REQUIRED TASK:
In the essay on self-care for mothers, reproduce everything from "Scrolling through Instagram, I" down to "clothing! Inner joy!" word for word.

DOCUMENT PASSAGE:
Furthermore, Self-Care is not about doing what has to be done: personal bathing, laundry, balancing the checkbook, or prepping a week of meals. Self-Care is restorative, replenishing, and by nature a brief removal from the pressures and tasks of life such that we can revisit them anew.

If Self-Care is a basic human right or necessity, as Queer Eye asserts, it is one that seems historically and systemically to consistently lack the community to provide it for mothers. For us to access it, others must do what mothers do, and this requires an economic exchange of money, time, skills, effort, attention, commitment, honor – why would the childless do this for the with-child? What is our communal stake in the Self-Care of caregivers? Is this altruism or common sense or kindness or a public good?

Do not think that it is going to be OK, because it is not. Not even if you have childcare and a lovingly supportive spouse… Mothers are racing against the creative clocks in ourselves as we frantically and furiously converge our dreams with our children’s progression through life. What a burden and privilege. Why must these be held distinct?


Scrolling through Instagram, I spotted the headline: “What kind of support is needed for artists to have children?” I rankled.  The photograph accompanying the headline featured a white woman looking at the camera knowingly while her (presumed) husband and two children played lovingly on the floor by her knees, a cozy display of unity and shared responsibility. This photograph seemed to suggest a familiar answer to the question the headline posed: A supportive spouse! Childcare! A clean studio space with a gorgeous wooden floor! Soft cotton clothing! Inner joy!

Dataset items
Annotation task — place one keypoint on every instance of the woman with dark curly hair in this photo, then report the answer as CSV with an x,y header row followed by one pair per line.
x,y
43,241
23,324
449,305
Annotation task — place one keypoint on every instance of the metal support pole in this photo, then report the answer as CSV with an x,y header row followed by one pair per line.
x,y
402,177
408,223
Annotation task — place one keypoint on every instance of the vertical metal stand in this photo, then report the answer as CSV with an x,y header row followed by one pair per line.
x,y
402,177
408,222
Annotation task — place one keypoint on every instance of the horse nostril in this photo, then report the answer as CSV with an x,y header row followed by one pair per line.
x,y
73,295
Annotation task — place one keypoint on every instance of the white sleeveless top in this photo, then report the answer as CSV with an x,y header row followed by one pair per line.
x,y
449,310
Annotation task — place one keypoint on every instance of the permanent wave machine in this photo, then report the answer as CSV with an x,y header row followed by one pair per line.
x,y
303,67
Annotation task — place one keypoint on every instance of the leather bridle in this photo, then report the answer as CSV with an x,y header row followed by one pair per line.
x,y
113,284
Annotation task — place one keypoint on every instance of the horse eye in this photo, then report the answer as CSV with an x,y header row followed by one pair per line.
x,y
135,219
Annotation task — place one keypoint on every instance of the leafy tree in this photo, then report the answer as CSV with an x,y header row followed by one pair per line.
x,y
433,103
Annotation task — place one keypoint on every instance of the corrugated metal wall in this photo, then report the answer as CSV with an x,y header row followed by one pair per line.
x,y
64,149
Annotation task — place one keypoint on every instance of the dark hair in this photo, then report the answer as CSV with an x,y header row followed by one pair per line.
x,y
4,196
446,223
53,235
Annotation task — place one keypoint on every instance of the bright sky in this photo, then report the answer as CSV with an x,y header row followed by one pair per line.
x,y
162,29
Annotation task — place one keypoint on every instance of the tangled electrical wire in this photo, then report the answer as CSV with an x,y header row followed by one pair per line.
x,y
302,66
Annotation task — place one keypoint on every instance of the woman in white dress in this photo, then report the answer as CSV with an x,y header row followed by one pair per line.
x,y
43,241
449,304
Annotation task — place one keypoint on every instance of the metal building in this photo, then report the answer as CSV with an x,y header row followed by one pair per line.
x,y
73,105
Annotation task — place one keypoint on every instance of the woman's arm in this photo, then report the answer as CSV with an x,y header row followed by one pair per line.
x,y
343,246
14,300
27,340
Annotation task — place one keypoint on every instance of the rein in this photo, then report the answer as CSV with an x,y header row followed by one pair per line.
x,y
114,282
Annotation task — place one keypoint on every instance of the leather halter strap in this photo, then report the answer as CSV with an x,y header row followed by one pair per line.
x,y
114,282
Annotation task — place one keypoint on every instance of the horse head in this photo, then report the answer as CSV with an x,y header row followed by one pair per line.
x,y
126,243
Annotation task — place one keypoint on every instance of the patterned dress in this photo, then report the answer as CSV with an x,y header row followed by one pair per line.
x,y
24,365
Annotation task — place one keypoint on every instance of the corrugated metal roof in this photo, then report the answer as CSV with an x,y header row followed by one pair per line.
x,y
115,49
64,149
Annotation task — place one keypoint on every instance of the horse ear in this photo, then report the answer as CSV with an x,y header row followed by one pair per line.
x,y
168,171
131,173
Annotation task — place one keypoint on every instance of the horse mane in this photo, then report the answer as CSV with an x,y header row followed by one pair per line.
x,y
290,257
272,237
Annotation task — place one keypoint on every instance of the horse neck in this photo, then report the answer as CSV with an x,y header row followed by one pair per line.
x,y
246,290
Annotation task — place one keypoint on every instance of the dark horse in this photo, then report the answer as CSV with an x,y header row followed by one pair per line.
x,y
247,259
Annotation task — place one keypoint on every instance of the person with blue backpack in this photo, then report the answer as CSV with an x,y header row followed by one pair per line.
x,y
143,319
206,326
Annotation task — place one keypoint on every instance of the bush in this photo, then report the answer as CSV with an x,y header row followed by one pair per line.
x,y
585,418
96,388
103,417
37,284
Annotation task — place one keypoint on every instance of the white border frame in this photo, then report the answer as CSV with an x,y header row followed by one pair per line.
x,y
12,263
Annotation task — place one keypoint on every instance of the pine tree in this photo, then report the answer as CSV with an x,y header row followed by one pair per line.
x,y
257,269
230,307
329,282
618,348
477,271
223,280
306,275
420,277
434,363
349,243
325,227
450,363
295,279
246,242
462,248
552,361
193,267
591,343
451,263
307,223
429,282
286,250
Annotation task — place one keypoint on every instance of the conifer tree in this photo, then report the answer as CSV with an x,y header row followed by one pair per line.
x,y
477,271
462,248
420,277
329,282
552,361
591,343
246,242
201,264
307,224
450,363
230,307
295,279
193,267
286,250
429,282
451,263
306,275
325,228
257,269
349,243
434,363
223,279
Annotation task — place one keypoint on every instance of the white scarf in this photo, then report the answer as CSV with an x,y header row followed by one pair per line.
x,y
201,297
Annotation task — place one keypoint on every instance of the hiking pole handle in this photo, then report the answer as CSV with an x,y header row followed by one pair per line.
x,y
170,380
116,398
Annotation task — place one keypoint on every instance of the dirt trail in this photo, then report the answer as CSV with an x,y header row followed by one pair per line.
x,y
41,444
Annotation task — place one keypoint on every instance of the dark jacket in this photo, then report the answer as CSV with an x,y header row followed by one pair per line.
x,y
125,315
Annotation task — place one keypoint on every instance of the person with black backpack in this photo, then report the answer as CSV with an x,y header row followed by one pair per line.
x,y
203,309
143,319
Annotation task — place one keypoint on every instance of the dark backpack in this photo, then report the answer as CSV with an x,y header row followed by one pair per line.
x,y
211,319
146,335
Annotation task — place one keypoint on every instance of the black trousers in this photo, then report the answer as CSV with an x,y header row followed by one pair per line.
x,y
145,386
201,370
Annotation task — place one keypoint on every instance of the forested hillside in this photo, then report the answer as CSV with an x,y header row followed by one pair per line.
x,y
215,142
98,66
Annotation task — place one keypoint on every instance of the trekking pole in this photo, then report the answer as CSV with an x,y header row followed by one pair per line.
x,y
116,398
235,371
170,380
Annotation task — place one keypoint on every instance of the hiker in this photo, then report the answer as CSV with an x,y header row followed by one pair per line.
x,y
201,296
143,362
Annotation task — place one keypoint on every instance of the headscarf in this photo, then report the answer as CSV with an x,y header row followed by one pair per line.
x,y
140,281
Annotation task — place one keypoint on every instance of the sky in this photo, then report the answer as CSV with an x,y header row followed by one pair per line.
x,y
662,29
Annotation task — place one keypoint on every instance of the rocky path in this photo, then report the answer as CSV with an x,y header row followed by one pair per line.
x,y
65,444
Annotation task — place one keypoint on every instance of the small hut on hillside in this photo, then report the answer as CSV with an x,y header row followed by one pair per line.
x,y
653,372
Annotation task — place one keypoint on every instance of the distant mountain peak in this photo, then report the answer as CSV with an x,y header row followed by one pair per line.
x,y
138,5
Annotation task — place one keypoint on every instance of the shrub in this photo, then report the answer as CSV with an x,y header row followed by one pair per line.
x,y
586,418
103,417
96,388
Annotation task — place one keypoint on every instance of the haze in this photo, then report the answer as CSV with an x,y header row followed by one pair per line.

CORRECT ANSWER:
Scrolling through Instagram, I spotted the headline: “What kind of support is needed for artists to have children?” I rankled.  The photograph accompanying the headline featured a white woman looking at the camera knowingly while her (presumed) husband and two children played lovingly on the floor by her knees, a cozy display of unity and shared responsibility. This photograph seemed to suggest a familiar answer to the question the headline posed: A supportive spouse! Childcare! A clean studio space with a gorgeous wooden floor! Soft cotton clothing! Inner joy!